_Problem requirements_. Copy every record word for word.

_Data extract_.
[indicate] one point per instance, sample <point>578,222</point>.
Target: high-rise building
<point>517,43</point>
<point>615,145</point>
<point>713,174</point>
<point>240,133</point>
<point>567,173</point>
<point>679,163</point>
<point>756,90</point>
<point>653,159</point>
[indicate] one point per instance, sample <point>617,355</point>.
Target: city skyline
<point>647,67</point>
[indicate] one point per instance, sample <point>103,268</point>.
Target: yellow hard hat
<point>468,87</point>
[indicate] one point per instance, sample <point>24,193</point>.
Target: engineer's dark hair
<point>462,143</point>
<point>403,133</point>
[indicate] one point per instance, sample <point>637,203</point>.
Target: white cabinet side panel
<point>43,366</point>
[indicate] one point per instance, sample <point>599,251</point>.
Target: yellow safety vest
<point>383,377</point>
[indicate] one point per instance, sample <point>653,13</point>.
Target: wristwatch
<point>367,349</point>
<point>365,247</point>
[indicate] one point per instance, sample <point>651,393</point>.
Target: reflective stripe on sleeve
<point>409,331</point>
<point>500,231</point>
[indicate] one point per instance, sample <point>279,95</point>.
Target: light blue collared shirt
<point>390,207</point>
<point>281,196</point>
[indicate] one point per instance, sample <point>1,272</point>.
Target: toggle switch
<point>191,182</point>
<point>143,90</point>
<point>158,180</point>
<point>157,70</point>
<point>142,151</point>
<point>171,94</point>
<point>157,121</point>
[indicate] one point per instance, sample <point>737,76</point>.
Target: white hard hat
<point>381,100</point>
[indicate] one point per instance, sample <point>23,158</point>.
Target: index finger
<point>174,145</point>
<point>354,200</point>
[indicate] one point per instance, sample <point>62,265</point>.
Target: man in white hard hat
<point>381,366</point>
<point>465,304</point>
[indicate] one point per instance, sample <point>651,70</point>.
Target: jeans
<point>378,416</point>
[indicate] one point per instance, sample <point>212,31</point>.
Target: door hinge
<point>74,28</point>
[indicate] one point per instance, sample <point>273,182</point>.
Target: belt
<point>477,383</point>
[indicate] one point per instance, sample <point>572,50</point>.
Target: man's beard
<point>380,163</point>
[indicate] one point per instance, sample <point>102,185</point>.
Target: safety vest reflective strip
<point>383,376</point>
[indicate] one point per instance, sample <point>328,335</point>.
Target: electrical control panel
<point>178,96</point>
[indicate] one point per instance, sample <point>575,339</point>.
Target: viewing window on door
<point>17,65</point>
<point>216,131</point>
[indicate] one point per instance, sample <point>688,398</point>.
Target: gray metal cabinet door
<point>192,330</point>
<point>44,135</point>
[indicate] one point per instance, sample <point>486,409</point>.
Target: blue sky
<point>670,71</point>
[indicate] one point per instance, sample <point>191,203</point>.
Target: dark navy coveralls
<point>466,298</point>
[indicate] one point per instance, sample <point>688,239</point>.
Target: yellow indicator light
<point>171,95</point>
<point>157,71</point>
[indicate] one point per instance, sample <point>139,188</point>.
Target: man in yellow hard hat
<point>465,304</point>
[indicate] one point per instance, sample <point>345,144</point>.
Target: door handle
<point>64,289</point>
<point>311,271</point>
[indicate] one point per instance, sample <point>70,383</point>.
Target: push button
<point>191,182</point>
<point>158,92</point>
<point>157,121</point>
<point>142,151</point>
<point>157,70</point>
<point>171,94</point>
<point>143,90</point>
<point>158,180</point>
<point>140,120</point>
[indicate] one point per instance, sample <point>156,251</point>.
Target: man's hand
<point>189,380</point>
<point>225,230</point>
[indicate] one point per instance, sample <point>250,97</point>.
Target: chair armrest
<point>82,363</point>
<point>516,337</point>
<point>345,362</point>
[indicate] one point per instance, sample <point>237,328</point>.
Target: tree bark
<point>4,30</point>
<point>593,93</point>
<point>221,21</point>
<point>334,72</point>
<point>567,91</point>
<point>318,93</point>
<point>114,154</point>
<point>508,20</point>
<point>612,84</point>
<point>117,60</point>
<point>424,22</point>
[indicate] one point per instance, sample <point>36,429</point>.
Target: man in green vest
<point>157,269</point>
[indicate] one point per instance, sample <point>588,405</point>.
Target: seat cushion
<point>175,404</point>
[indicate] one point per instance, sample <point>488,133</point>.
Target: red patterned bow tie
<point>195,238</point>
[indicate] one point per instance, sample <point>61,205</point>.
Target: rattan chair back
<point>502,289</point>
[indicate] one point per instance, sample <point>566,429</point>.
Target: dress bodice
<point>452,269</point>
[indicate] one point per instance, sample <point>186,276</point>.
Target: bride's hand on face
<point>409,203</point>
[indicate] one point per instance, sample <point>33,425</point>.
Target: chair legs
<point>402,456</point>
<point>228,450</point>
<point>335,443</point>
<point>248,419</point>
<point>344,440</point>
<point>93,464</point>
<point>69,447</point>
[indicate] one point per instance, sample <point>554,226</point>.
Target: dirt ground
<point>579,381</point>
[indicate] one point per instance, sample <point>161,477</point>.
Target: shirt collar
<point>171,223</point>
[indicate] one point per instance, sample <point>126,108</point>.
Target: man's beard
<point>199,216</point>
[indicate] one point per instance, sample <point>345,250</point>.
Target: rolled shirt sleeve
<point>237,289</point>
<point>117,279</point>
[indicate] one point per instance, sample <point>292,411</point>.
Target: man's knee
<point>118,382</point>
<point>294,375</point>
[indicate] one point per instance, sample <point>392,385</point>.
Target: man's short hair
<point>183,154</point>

_Written response_.
[indicate] one point per instance, sample <point>578,222</point>.
Target: high-rise building
<point>517,43</point>
<point>615,145</point>
<point>713,174</point>
<point>240,133</point>
<point>567,173</point>
<point>679,163</point>
<point>756,90</point>
<point>653,159</point>
[indicate] one point per instance, sample <point>617,355</point>.
Target: city skyline
<point>647,67</point>
[indicate] one point per instance, sample <point>103,268</point>.
Target: yellow hard hat
<point>468,87</point>
[indicate] one point per instance, sample <point>24,193</point>.
Target: engineer's dark hair
<point>462,143</point>
<point>403,133</point>
[indicate] one point per instance, sample <point>637,203</point>.
Target: white cabinet side panel
<point>43,366</point>
[indicate] one point per instance, sample <point>599,251</point>.
Target: yellow safety vest
<point>383,377</point>
[indicate] one point per instance, sample <point>653,13</point>.
Target: wristwatch
<point>367,349</point>
<point>365,247</point>
[indicate] one point per instance, sample <point>651,393</point>.
Target: reflective stripe on sleeve
<point>409,331</point>
<point>500,231</point>
[indicate] one point per instance, sample <point>279,95</point>.
Target: light blue collared shirt
<point>390,207</point>
<point>281,196</point>
[indicate] one point per instance, sample <point>1,272</point>.
Target: toggle switch
<point>191,182</point>
<point>143,90</point>
<point>158,180</point>
<point>157,70</point>
<point>142,151</point>
<point>171,94</point>
<point>157,121</point>
[indicate] one point per instance, sample <point>737,76</point>.
Target: white hard hat
<point>381,100</point>
[indicate] one point per instance, sample <point>23,158</point>.
Target: index finger
<point>174,145</point>
<point>354,200</point>
[indicate] one point per instance, sample <point>62,265</point>.
Target: man in white hard hat
<point>381,366</point>
<point>465,304</point>
[indicate] one point per instance, sample <point>651,70</point>.
Target: jeans
<point>378,416</point>
[indicate] one point per instance, sample <point>212,31</point>.
Target: door hinge
<point>74,28</point>
[indicate] one point per instance, sample <point>273,182</point>.
Target: belt
<point>477,383</point>
[indicate] one point per instance, sample <point>572,50</point>.
Target: man's beard
<point>380,163</point>
[indicate] one point per instance, sample <point>102,185</point>.
Target: safety vest reflective strip
<point>383,376</point>
[indicate] one point per instance, sample <point>328,335</point>.
Target: electrical control panel
<point>178,96</point>
[indicate] one point per instance, sample <point>575,339</point>.
Target: viewing window on door
<point>17,65</point>
<point>216,131</point>
[indicate] one point per instance, sample <point>688,398</point>.
Target: gray metal cabinet door
<point>192,330</point>
<point>44,135</point>
[indicate] one point per instance, sample <point>486,409</point>.
Target: blue sky
<point>670,71</point>
[indicate] one point per instance, sample <point>191,203</point>.
Target: dark navy coveralls
<point>466,298</point>
[indicate] one point per instance, sample <point>688,239</point>.
Target: yellow indicator light
<point>171,95</point>
<point>157,71</point>
[indicate] one point per instance, sample <point>139,188</point>.
Target: man in yellow hard hat
<point>465,304</point>
[indicate] one point per instance, sample <point>345,144</point>.
Target: door handle
<point>64,289</point>
<point>311,271</point>
[indicate] one point per instance, sample <point>70,383</point>.
Target: push button
<point>191,182</point>
<point>158,92</point>
<point>157,121</point>
<point>142,151</point>
<point>157,70</point>
<point>171,94</point>
<point>143,90</point>
<point>158,180</point>
<point>140,120</point>
[indicate] one point per instance, sample <point>156,251</point>.
Target: man's hand
<point>189,380</point>
<point>225,230</point>
[indicate] one point per instance, sample <point>250,97</point>.
Target: chair armrest
<point>82,363</point>
<point>516,337</point>
<point>345,362</point>
[indicate] one point per instance, sample <point>237,328</point>.
Target: tree bark
<point>4,30</point>
<point>593,93</point>
<point>221,21</point>
<point>334,72</point>
<point>567,91</point>
<point>318,93</point>
<point>114,154</point>
<point>508,20</point>
<point>612,84</point>
<point>117,60</point>
<point>424,22</point>
[indicate] one point per instance, sample <point>36,429</point>.
Target: man in green vest
<point>157,269</point>
[indicate] one point per instance, sample <point>588,405</point>.
Target: seat cushion
<point>175,404</point>
[indicate] one point per instance, sample <point>488,133</point>.
Target: red patterned bow tie
<point>195,238</point>
[indicate] one point per instance, sample <point>61,205</point>.
Target: rattan chair back
<point>502,289</point>
[indicate] one point per instance, sample <point>566,429</point>.
Target: dress bodice
<point>452,269</point>
[indicate] one point per instance, sample <point>186,276</point>.
Target: bride's hand on face
<point>409,203</point>
[indicate] one point per instance, sample <point>33,425</point>.
Target: chair legs
<point>402,456</point>
<point>228,450</point>
<point>335,443</point>
<point>248,419</point>
<point>344,440</point>
<point>93,464</point>
<point>69,447</point>
[indicate] one point per instance, sample <point>554,226</point>.
Target: dirt ground
<point>579,381</point>
[indicate] one point per instance, sample <point>161,477</point>.
Target: shirt collar
<point>171,223</point>
[indicate] one point per instance, sample <point>126,108</point>.
Target: man's beard
<point>199,216</point>
[indicate] one point per instance, sample <point>345,250</point>.
Target: rolled shirt sleeve
<point>237,289</point>
<point>117,279</point>
[indicate] one point per instance, sample <point>292,411</point>.
Target: man's knee
<point>118,382</point>
<point>294,375</point>
[indicate] one point per instance, sample <point>392,385</point>.
Target: man's short hair
<point>183,154</point>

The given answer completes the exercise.